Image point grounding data
┏━━

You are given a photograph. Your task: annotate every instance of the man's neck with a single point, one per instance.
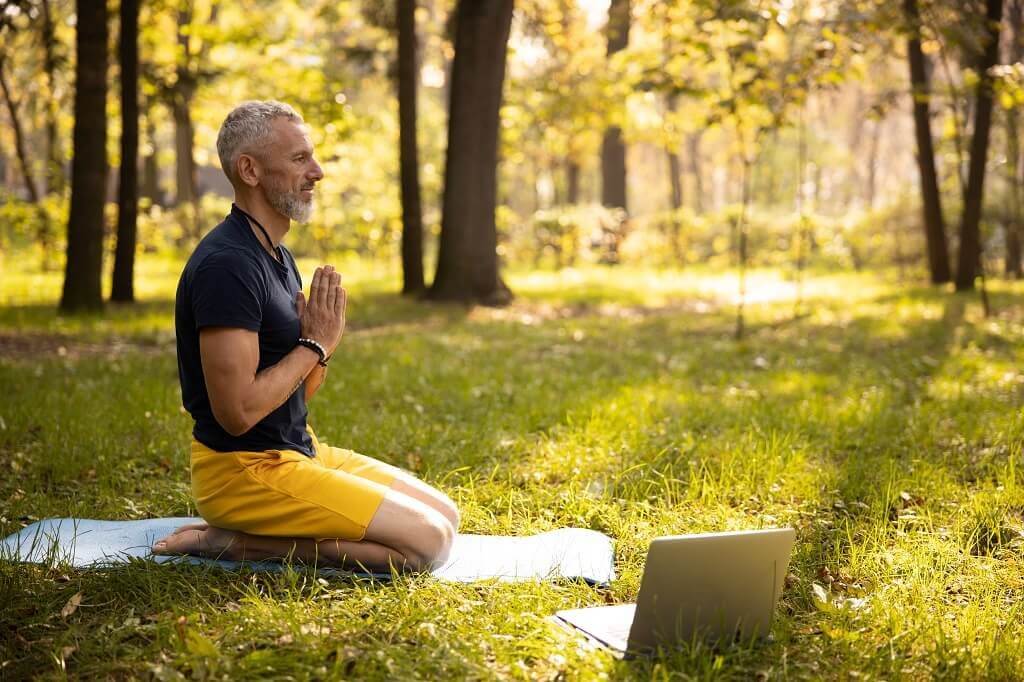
(273, 222)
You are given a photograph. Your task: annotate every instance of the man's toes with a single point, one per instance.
(203, 525)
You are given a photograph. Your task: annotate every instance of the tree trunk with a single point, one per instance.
(693, 142)
(151, 172)
(675, 192)
(970, 252)
(571, 182)
(412, 217)
(612, 147)
(54, 165)
(872, 165)
(23, 157)
(935, 235)
(43, 236)
(1013, 265)
(467, 259)
(82, 288)
(124, 257)
(184, 134)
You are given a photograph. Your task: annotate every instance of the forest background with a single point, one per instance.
(742, 263)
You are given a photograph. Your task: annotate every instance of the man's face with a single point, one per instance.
(290, 171)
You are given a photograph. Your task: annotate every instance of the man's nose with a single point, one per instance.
(317, 173)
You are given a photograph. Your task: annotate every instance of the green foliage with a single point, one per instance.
(884, 426)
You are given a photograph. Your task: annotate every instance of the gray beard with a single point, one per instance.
(291, 205)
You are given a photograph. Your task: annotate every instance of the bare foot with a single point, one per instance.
(202, 540)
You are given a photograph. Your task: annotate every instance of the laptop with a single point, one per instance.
(717, 587)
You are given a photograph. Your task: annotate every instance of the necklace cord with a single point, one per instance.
(261, 228)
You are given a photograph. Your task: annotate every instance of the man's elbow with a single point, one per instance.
(236, 422)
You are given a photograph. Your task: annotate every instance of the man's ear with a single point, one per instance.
(248, 169)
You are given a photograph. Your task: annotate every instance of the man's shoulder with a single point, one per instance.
(221, 248)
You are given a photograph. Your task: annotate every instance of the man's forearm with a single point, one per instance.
(272, 386)
(314, 380)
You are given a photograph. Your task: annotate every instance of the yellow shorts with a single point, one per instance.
(288, 495)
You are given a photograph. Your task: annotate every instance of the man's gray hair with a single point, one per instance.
(247, 129)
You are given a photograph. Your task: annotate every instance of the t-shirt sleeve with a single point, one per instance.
(228, 291)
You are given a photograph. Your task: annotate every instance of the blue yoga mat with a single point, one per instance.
(568, 553)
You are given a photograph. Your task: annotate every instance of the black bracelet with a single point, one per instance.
(315, 347)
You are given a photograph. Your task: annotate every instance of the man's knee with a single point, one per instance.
(429, 542)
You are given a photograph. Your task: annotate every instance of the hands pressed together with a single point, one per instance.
(323, 316)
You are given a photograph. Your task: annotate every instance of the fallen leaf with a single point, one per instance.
(820, 596)
(72, 605)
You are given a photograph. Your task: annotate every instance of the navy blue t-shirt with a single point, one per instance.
(231, 281)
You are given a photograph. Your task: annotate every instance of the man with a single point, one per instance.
(252, 351)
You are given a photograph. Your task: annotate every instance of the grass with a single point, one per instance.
(885, 424)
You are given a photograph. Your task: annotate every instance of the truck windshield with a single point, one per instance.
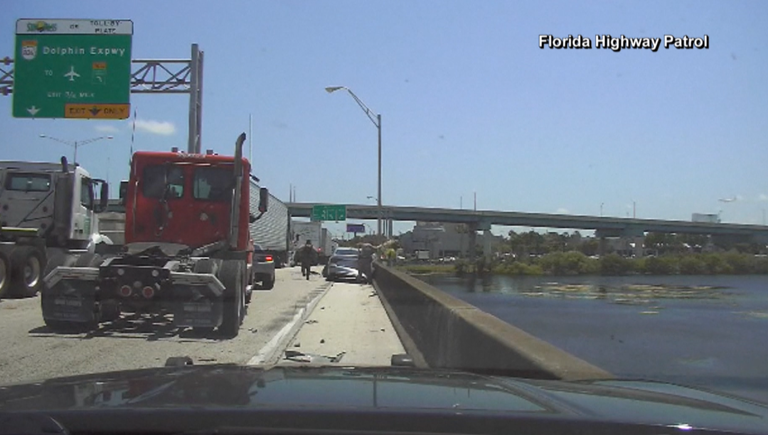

┗━━

Assignment: Give back all entries exactly. No pictures belong in the copy.

Solution for this exercise:
You are given a photograph. Your task: annotate every instance of the man's neck with a single point, one per instance.
(273, 222)
You are given a photograph. Your task: annotate every instance of the man's toes with a single point, one per instance.
(203, 525)
You are given a photograph. Your task: annotate every instance of the tree trunk with a single point, one per instance.
(693, 142)
(151, 172)
(675, 192)
(970, 252)
(571, 182)
(412, 217)
(612, 147)
(54, 165)
(872, 165)
(23, 157)
(935, 235)
(43, 236)
(1013, 265)
(467, 259)
(82, 288)
(124, 257)
(184, 134)
You are given a photograph. Your task: annotate every instance of the forest background with a single point, one per instance.
(742, 263)
You are given a photograph. Your task: annotate every instance of the man's face with a single point, one per instance.
(290, 171)
You are given a photograph. Your task: annotate every instance of the man's nose with a single point, one per instance.
(317, 173)
You are given a photograph. Your task: annotate every instance of the green foliage with a single point, one per instance.
(884, 426)
You are given a photograph. Your task: annotate every instance of the gray beard with a single point, one per instance.
(291, 205)
You are given a photograph. Your task: annotate every instance of the bare foot with a single point, one per instance.
(202, 540)
You are given a photograph. Your task: annotate every instance of the laptop with a single point, one per instance.
(717, 587)
You are given a photograph. Your task: annotate every instance of the necklace cord with a single point, one per instance.
(261, 228)
You are given a photograph. Your task: annotate every instance of the man's elbow with a single point, one per instance.
(236, 422)
You are given a photograph. Your task: annotate every instance of the man's ear with a single point, one per instance.
(248, 169)
You are given a photograph. Your task: annotate every instance of the man's shoulder with a single point, one per instance.
(221, 248)
You are given a photograph. Your task: annotate every instance of the man's forearm with a single point, one per instance.
(272, 386)
(314, 380)
You are given a photograph. Your task: annotate every instance of the yellow shorts with a single point, one per instance.
(288, 495)
You are given a photograph. Your task: annotate every instance of the man's gray hair with a single point, one per instance.
(247, 129)
You are given a photograph. Your task: annotate every instance of the t-shirt sleeve with a single point, one per instance.
(228, 291)
You are given a photograph. Your task: annotate every instance of the blue yoga mat with a single point, one per instance.
(568, 553)
You are given a photograph. Your task: annotate every instance of the black bracelet with a single point, one per instance.
(315, 347)
You are given a photograph. Your task: annotate every instance of the man's knee with a single point, one per instance.
(429, 542)
You are given a photograph. Your task: annotate every instance of the hands pressed together with a single point, one per instance.
(323, 316)
You are given a photograph. Your task: annotate every instance of the fallen leaf with a single point, one per instance.
(820, 596)
(72, 605)
You are given a photograph. Your task: annotate every instance of the navy blue t-shirt with a single point, one per instance.
(231, 281)
You are given a photograph. Your task: annotate every instance of the man with a single point, one per instance.
(252, 351)
You are given a photograph. Your task: annotate every instance of the grass with a single point, one per instance.
(885, 424)
You are given a photograph. Your task: annotate every instance of the truck windshield with a single point, one per instance.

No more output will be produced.